The exercise:
Reproduce every line of the entries that follow verbatim.

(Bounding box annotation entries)
-- BEGIN --
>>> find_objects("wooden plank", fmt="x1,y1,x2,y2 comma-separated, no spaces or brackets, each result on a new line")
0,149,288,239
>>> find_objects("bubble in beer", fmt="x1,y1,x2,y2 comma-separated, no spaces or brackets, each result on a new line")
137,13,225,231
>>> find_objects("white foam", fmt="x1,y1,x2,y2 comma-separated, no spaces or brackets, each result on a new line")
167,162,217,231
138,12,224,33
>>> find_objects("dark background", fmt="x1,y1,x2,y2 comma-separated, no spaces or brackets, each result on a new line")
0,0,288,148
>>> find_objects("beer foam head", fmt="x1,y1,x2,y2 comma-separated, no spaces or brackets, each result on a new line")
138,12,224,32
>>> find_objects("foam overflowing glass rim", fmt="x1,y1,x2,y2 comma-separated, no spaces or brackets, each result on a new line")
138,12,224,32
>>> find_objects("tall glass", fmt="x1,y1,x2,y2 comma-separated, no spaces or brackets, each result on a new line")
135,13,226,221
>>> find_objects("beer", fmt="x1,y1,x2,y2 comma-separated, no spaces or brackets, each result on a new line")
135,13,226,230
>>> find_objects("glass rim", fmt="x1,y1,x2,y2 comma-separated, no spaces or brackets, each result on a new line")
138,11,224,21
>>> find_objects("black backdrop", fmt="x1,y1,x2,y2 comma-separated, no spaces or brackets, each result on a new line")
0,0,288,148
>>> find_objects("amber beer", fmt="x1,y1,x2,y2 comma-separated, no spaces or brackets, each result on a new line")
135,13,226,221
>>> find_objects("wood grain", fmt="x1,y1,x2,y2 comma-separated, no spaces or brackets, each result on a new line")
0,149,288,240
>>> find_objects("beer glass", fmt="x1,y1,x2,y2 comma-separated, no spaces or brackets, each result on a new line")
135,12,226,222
-- END --
Solution to the exercise:
>>> find_objects("wooden plank", fmt="x1,y1,x2,y2 comma-separated, no spaces or brackets, each result on a new line")
0,149,288,239
>>> find_objects("bubble in beer", fmt="x1,y1,x2,y2 comma-separated, no spaces or brackets, each result on a new line")
137,13,225,231
>>> find_objects("white foam", fmt="x1,y1,x2,y2 comma-separated, no spaces or brackets, each result on a new line")
167,162,217,231
138,12,224,33
>>> find_objects("dark background", fmt="x1,y1,x2,y2 comma-separated, no spaces or brackets, each result on a new line")
0,0,288,148
>>> find_objects("beer foam head", fmt="x1,y1,x2,y2 comma-separated, no spaces or brackets, each result on a new line")
138,12,224,32
>>> find_objects("foam overflowing glass rim", fmt="x1,y1,x2,y2 comma-separated, no spaces or brackets, each result on a new line")
138,12,224,32
>>> find_objects("tall glass", fmt="x1,y1,x2,y2 comma-separated, no spaces or brackets, each result on a new line")
135,13,226,221
>>> find_objects("beer", fmt="x1,y1,x2,y2 comma-separated, no spaces or brackets, each result on a new line")
135,13,226,230
>>> find_objects("glass rim", fmt="x1,y1,x2,y2 comma-separated, no spaces or brackets, each result on a new line")
138,11,224,21
>>> find_objects("black backdrop", fmt="x1,y1,x2,y2 comma-separated, no spaces or brackets, each result on a new line")
0,0,288,148
>>> find_objects("amber beer", fmt="x1,y1,x2,y2 comma-separated, no spaces or brackets, each result on a new line")
135,13,226,221
>>> find_objects("wood grain", fmt="x1,y1,x2,y2 comma-separated, no spaces or brackets, each result on a new line")
0,149,288,240
>>> find_objects("beer glass", fmt="x1,y1,x2,y2 comma-separated, no spaces or brackets, each result on a new line")
135,12,226,222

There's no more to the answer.